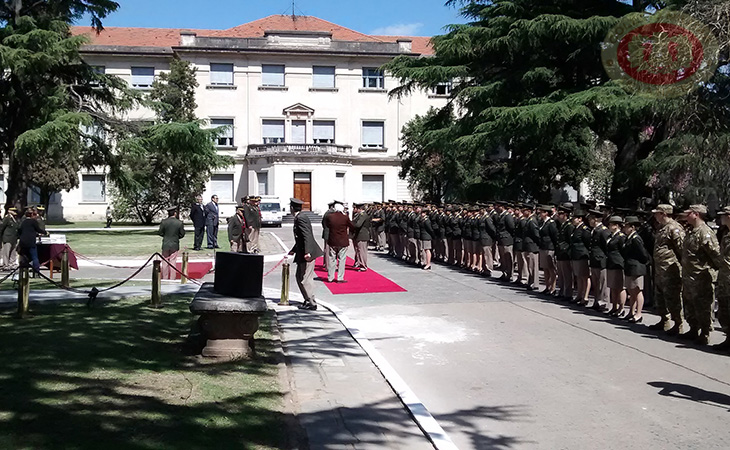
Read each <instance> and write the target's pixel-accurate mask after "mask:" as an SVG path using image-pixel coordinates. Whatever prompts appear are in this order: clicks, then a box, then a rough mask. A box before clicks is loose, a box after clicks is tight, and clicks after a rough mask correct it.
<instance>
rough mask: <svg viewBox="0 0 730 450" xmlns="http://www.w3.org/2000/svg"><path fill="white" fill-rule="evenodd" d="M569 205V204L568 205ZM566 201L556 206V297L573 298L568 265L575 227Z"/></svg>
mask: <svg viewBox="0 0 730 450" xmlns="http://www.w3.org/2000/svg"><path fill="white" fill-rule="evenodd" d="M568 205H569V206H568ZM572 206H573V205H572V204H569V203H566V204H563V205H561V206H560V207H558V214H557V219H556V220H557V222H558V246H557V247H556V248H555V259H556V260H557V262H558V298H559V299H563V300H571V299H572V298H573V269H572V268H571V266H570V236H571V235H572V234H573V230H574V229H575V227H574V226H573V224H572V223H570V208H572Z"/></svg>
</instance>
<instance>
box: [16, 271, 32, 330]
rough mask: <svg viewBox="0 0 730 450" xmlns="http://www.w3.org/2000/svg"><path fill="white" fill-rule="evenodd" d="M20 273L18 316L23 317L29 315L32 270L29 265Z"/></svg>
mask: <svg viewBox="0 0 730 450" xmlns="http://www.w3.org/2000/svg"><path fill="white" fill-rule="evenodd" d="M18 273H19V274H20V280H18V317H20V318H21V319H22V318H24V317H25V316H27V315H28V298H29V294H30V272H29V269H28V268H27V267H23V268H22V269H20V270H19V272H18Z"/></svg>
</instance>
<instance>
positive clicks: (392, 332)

==

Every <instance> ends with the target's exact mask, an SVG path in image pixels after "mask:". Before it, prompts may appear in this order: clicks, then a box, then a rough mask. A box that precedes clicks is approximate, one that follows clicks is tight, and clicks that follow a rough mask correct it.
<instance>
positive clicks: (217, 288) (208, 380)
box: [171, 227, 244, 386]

**Problem description**
Update the listing from the line with "Every <instance> ends" up to and including the line with "box: [171, 227, 244, 386]" by changing "approximate" to "loose", leaving everything else unchanged. Give back only those lines.

**Output**
Every <instance> ends with the target's exact mask, an SVG path in image pixels after "mask:". Before it, prompts may appear in this order: clicks, then a box, then a rough mask. A box that precedes clicks is loose, one that follows clicks is tight, and clicks that follow a rough mask correct it.
<instance>
positive clicks: (217, 288) (208, 380)
box: [171, 227, 244, 386]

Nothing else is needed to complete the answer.